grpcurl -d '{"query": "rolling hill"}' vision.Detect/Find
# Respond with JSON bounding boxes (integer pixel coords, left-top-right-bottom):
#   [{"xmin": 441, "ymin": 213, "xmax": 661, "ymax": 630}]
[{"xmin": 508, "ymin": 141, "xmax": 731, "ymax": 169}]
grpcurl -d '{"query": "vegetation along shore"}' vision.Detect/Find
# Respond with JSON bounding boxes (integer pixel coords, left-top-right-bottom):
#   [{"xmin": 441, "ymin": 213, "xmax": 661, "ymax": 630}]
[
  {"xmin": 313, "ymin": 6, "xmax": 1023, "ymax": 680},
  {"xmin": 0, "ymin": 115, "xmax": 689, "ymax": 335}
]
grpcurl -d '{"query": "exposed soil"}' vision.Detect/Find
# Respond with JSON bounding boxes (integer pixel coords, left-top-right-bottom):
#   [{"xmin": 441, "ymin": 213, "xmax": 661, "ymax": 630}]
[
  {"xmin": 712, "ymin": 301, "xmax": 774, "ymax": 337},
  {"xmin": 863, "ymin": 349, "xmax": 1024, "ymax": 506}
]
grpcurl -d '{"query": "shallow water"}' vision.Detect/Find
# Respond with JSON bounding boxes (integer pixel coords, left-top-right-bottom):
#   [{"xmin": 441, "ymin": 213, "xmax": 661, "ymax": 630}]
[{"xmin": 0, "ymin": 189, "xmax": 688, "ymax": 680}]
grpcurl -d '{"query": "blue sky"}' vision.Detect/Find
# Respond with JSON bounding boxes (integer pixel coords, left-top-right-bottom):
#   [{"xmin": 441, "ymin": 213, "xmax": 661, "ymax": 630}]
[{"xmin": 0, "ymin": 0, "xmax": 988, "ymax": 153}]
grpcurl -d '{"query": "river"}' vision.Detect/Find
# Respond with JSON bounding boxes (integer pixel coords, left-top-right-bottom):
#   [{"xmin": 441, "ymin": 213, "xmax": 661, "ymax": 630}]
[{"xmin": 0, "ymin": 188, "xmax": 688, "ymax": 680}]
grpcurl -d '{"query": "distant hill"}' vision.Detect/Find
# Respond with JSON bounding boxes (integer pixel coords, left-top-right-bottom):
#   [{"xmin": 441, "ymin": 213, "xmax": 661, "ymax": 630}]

····················

§ **Exercise directions**: Please repeat all the records above exactly as they appear.

§ **Answer space**:
grpcurl -d '{"query": "rolling hill"}' vision.Detect/Find
# Respond with JSON bounding boxes (integer pixel coords, left-top-right-bottom):
#   [{"xmin": 441, "ymin": 213, "xmax": 661, "ymax": 630}]
[{"xmin": 508, "ymin": 141, "xmax": 731, "ymax": 169}]
grpcurl -d '{"query": "vegetation along shore"}' vision.Detect/Find
# Respond with JSON bounding boxes (integer pixel coords, left-top-right-bottom):
#   [{"xmin": 441, "ymin": 213, "xmax": 661, "ymax": 630}]
[
  {"xmin": 313, "ymin": 6, "xmax": 1023, "ymax": 680},
  {"xmin": 0, "ymin": 115, "xmax": 689, "ymax": 335}
]
grpcurl -d '{"query": "exposed soil"}' vision.Detect/Find
# Respond with JSON bounding boxes (integer pixel coords, left-top-right-bottom):
#   [{"xmin": 441, "ymin": 213, "xmax": 661, "ymax": 630}]
[
  {"xmin": 712, "ymin": 301, "xmax": 774, "ymax": 337},
  {"xmin": 863, "ymin": 349, "xmax": 1024, "ymax": 506}
]
grpcurl -d '{"query": "shallow water"}' vision.Detect/Find
# Respond with JSON bounding boxes (integer pixel coords, left-top-right-bottom):
#   [{"xmin": 441, "ymin": 213, "xmax": 661, "ymax": 630}]
[{"xmin": 0, "ymin": 189, "xmax": 688, "ymax": 680}]
grpcurl -d '{"query": "blue sky"}' vision.Detect/Find
# Respond with JSON bounding boxes (integer pixel coords, left-top-right-bottom):
#   [{"xmin": 441, "ymin": 213, "xmax": 661, "ymax": 630}]
[{"xmin": 0, "ymin": 0, "xmax": 988, "ymax": 153}]
grpcurl -d '{"query": "river"}' vision.Detect/Find
# Respond with JSON bounding boxes (integer pixel coords, left-top-right-bottom):
#   [{"xmin": 441, "ymin": 213, "xmax": 661, "ymax": 630}]
[{"xmin": 0, "ymin": 188, "xmax": 688, "ymax": 680}]
grpcurl -d '{"query": "distant hill"}' vision.Detect/Find
# Respond with JSON bounding boxes (integer pixel coords, left-top-right-bottom):
#   [{"xmin": 441, "ymin": 213, "xmax": 661, "ymax": 630}]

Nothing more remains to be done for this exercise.